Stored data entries
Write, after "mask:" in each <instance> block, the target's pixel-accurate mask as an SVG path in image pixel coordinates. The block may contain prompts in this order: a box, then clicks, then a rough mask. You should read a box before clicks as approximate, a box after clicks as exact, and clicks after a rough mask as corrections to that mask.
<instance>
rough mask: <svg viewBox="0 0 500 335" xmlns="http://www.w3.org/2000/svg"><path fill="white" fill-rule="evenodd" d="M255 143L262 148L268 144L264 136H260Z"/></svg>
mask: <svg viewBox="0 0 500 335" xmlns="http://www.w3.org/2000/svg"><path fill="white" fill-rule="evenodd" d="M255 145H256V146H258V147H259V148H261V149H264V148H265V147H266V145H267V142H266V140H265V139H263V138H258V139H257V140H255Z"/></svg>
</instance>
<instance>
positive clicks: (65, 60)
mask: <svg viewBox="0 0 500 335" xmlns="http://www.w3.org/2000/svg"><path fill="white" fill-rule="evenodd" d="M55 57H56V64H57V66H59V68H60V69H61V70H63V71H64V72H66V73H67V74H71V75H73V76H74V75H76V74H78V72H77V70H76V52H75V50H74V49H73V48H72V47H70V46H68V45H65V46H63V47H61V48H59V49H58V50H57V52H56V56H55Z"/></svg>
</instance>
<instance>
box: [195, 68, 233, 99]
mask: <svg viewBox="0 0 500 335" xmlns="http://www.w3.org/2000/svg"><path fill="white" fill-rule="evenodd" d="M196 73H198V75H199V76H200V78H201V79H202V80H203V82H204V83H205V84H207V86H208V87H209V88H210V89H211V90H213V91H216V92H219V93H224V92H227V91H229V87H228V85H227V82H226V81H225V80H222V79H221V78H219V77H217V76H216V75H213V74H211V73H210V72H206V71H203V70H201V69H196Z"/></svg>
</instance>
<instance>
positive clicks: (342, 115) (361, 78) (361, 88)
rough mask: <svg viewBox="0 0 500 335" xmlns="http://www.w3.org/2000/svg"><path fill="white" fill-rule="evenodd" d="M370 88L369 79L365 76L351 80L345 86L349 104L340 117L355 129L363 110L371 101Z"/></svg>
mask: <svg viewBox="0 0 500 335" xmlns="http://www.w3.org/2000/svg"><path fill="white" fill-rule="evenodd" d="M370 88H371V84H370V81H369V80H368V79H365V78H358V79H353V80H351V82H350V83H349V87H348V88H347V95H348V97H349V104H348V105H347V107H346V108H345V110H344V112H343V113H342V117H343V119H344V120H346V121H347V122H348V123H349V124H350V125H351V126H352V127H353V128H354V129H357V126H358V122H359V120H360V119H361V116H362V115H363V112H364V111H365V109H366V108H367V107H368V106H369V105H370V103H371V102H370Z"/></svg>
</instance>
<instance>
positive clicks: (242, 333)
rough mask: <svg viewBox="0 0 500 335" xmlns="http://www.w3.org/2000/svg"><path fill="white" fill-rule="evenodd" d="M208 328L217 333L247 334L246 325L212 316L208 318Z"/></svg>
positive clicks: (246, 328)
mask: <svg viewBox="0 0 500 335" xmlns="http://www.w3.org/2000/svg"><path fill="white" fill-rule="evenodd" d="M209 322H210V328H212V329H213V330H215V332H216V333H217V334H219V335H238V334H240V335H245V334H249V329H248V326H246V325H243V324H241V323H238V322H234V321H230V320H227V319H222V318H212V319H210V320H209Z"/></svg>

To do
There is a run of lines above from the one with "positive clicks: (342, 115)" to the one with "328L217 333L247 334L246"; print exactly that run, both ends included, and nothing else.

Output
positive clicks: (342, 115) (361, 78) (361, 88)
rough mask: <svg viewBox="0 0 500 335" xmlns="http://www.w3.org/2000/svg"><path fill="white" fill-rule="evenodd" d="M370 88L369 79L365 76L351 80L345 86L349 104L340 117L355 129L363 110L371 101Z"/></svg>
mask: <svg viewBox="0 0 500 335" xmlns="http://www.w3.org/2000/svg"><path fill="white" fill-rule="evenodd" d="M370 88H371V84H370V81H369V80H368V79H365V78H358V79H353V80H351V82H350V83H349V87H348V88H347V95H348V97H349V104H348V105H347V107H346V108H345V110H344V112H343V113H342V117H343V119H344V120H346V121H347V122H348V123H349V124H350V125H351V126H352V127H353V128H354V129H357V126H358V122H359V120H360V119H361V116H362V115H363V112H364V111H365V109H366V108H367V107H368V106H369V105H370V103H371V102H370Z"/></svg>
</instance>
<instance>
positive clicks: (242, 333)
rough mask: <svg viewBox="0 0 500 335" xmlns="http://www.w3.org/2000/svg"><path fill="white" fill-rule="evenodd" d="M208 328L217 333L247 334L246 325L212 316L208 318Z"/></svg>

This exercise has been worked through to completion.